## WHAT THE EXERCISE ASKS
Count the lines in the entries below that contain the string "backrest". Treat uppercase and lowercase letters as different, and give only the number.

——

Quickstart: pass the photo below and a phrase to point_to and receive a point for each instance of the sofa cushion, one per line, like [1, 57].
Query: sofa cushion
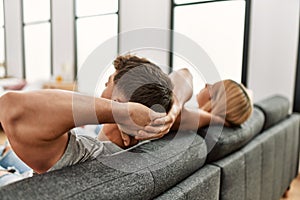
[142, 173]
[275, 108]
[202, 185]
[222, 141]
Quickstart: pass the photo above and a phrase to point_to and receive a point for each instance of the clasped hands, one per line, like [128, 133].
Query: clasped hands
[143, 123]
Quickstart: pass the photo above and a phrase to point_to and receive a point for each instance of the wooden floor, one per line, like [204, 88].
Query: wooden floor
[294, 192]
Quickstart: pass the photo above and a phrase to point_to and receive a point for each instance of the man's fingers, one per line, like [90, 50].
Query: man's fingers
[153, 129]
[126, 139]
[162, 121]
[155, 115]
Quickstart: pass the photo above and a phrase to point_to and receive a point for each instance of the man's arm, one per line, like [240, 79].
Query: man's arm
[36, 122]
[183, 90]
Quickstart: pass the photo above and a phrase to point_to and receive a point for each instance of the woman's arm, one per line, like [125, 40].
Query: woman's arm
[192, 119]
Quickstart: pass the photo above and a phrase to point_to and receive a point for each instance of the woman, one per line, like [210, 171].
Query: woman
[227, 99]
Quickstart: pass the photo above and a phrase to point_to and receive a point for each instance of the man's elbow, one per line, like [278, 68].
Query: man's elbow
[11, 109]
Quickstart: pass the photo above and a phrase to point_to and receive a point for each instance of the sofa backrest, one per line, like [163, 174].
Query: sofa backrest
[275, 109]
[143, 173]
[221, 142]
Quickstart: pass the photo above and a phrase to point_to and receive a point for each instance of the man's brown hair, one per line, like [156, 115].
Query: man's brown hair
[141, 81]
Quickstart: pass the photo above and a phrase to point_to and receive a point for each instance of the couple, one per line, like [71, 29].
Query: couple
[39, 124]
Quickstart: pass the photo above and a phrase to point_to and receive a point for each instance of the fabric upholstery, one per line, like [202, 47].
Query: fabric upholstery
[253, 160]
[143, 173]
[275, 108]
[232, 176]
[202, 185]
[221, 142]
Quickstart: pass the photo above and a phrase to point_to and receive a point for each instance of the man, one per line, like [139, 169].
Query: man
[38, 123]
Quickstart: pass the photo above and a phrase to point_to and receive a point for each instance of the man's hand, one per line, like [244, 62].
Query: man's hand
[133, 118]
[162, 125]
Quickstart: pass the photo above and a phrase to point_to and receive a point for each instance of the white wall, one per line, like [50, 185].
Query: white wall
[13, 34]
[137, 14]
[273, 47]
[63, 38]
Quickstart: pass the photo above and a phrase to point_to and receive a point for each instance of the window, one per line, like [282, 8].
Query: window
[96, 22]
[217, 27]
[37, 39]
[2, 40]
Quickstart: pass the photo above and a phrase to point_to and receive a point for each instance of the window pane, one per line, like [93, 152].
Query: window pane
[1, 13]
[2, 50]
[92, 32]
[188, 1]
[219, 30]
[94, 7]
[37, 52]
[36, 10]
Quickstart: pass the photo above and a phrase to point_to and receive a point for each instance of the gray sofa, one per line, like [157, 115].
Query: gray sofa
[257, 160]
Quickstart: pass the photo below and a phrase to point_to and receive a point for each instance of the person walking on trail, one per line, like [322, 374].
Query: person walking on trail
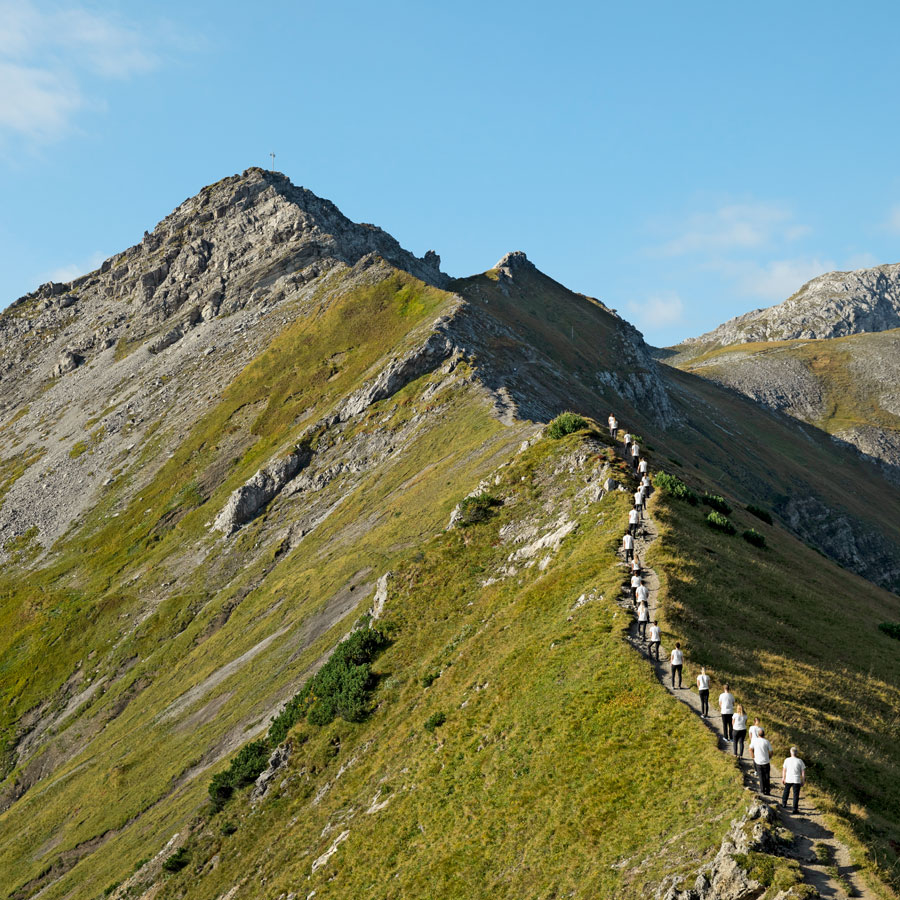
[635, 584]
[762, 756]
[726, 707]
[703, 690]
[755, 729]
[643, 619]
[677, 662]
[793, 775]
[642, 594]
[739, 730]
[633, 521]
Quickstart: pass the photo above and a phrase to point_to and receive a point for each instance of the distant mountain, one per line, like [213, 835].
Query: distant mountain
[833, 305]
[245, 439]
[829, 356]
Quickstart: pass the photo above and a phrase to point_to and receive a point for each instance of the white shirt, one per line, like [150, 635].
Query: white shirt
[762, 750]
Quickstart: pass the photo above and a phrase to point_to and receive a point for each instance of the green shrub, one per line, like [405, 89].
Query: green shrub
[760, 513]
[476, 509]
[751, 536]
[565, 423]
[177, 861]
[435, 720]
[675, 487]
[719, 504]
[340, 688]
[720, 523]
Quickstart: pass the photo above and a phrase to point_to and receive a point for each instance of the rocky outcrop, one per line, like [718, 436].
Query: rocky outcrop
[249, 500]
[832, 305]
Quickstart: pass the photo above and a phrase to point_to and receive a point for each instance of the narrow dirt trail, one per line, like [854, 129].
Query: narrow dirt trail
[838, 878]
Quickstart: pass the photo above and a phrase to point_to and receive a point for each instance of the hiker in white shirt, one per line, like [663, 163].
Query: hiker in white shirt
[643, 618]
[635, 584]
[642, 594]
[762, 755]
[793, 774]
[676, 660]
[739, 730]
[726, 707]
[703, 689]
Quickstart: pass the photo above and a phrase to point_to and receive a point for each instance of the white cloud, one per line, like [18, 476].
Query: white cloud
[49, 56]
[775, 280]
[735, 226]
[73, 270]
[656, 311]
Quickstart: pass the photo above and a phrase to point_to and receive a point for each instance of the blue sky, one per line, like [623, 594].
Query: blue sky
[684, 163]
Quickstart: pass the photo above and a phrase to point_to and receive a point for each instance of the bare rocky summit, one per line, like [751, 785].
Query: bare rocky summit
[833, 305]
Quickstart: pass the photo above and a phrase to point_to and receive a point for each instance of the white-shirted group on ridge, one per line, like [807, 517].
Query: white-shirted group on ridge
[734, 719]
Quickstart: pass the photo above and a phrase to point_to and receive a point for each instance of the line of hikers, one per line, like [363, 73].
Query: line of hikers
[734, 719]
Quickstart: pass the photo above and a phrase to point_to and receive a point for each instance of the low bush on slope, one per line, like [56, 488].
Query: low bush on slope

——

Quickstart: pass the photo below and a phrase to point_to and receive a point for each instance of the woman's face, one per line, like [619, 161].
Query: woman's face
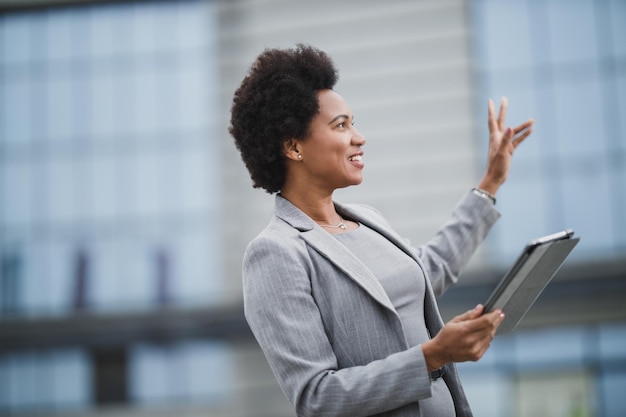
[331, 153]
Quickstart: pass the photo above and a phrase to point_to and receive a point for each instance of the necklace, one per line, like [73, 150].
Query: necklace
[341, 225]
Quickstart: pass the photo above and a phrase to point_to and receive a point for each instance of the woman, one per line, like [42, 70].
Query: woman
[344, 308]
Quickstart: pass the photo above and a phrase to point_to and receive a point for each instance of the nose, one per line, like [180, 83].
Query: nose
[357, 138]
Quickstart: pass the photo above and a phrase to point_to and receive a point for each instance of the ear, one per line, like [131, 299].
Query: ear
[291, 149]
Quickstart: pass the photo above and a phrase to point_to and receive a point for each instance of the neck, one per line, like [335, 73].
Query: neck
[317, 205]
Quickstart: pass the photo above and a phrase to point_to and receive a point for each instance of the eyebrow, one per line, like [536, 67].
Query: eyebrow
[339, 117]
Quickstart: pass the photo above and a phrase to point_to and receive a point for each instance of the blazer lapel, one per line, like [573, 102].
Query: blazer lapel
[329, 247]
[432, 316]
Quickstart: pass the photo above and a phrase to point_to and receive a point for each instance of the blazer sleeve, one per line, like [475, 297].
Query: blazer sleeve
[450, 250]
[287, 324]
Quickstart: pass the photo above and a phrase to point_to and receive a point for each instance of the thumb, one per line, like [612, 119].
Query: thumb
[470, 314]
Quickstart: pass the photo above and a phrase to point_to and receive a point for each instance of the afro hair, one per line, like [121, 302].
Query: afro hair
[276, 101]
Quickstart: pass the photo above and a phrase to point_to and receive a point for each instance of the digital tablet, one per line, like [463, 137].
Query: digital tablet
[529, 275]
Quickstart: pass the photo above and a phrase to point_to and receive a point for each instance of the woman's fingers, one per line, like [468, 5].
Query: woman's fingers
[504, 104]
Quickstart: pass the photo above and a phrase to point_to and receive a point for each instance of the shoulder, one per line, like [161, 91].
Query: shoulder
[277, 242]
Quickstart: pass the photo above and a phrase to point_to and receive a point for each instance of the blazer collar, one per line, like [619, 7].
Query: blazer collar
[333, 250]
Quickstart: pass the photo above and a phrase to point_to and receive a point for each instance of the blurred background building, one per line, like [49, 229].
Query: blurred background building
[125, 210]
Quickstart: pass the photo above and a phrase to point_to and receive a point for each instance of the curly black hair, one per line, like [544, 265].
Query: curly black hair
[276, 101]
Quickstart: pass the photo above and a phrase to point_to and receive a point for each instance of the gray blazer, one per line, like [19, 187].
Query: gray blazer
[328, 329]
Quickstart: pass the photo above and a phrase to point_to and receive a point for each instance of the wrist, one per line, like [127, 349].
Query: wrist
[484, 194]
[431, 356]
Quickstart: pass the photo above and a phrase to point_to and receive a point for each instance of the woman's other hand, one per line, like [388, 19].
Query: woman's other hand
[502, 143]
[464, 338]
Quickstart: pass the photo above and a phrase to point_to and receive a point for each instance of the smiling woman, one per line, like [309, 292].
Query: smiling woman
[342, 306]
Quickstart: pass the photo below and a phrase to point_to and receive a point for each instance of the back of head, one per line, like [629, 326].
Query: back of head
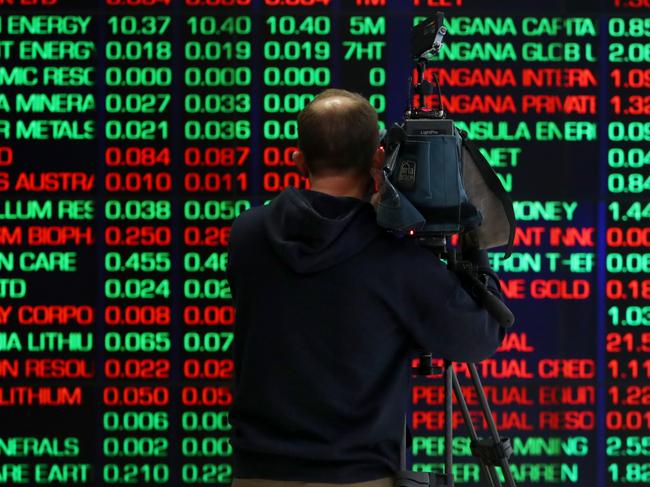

——

## EXERCISE SOLUTION
2